Suppose there is a pressurized gas canister in space, at rest. With a mass "m" of gas inside of it at a pressure "P".

Next the valve of the canister is opened. The canister will accelerate in the opposite direction to the valve opening. When all the gas has left the canister, it will be moving with a certain kinetic energy through space.

Is it possible to calculate how much potential mechanical energy the gas has due to its pressure, that will end up transformed into kinetic energy?

Suppose there is a pressurized gas canister in space, at rest. With a mass "m" of gas inside of it at a pressure "P".

Next the valve of the canister is opened. The canister will accelerate in the opposite direction to the valve opening. When all the gas has left the canister, it will be moving with a certain kinetic energy through space.

Is it possible to calculate how much potential mechanical energy the gas has due to its pressure, that will end up transformed into kinetic energy?

I would suspect there is a limit to the kinetic energy the canister will acquire(?), but the actual kinetic energy of the canister will depend on how the gas is released.

• russ_watters
Suppose there is a pressurized gas canister in space, at rest. With a mass "m" of gas inside of it at a pressure "P".

Next the valve of the canister is opened. The canister will accelerate in the opposite direction to the valve opening. When all the gas has left the canister, it will be moving with a certain kinetic energy through space.

^^^^

● **Assignment 1**
In the gas canister thread, which way does the canister accelerate once the valve is opened?
● **Assignment 2**
Using the gas canister thread, explain why the poster thinks the canister's actual kinetic energy may not equal the limit they suspect.

● **Dataset content**
^^^^

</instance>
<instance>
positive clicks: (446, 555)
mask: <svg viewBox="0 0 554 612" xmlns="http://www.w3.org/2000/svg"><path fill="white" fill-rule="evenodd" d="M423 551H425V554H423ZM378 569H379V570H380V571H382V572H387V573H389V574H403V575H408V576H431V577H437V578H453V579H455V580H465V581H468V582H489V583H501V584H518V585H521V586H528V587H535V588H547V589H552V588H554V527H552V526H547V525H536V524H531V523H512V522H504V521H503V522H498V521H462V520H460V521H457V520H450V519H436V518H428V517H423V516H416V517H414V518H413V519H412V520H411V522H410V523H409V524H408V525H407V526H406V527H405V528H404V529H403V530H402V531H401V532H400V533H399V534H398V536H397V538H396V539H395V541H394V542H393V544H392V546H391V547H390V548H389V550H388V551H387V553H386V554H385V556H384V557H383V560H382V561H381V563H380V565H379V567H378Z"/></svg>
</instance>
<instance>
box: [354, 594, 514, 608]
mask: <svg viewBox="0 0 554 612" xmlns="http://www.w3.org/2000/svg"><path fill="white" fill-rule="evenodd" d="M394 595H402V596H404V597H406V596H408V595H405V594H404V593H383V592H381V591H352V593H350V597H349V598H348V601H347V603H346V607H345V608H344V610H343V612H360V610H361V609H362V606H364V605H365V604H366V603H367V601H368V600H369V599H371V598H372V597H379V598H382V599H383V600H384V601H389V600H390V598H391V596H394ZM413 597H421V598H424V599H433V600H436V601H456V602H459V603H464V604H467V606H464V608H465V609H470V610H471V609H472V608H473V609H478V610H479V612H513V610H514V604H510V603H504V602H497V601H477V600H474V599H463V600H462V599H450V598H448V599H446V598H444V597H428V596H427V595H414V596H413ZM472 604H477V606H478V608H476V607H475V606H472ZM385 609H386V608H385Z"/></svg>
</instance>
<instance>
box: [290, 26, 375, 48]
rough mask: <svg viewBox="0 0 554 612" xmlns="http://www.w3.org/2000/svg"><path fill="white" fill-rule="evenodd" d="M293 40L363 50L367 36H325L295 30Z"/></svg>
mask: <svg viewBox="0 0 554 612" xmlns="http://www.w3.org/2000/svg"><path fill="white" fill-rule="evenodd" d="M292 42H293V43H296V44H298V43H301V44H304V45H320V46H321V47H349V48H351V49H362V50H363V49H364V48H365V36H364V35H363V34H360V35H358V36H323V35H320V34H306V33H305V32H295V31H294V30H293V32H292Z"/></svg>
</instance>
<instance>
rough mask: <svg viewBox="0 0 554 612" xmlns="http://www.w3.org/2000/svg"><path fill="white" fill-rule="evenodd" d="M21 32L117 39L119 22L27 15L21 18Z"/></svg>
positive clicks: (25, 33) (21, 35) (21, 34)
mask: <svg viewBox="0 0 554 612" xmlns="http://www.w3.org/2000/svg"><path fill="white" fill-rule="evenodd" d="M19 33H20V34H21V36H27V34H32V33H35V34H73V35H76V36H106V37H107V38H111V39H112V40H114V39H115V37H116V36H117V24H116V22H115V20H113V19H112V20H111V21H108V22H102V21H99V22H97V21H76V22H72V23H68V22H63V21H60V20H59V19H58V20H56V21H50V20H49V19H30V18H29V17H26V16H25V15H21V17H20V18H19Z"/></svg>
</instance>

^^^^

● **Task response 1**
It accelerates in the direction opposite to the valve opening.

● **Task response 2**
The poster suspects there is a limit to the kinetic energy the canister can gain. The actual kinetic energy, they say, will depend on how the gas is released.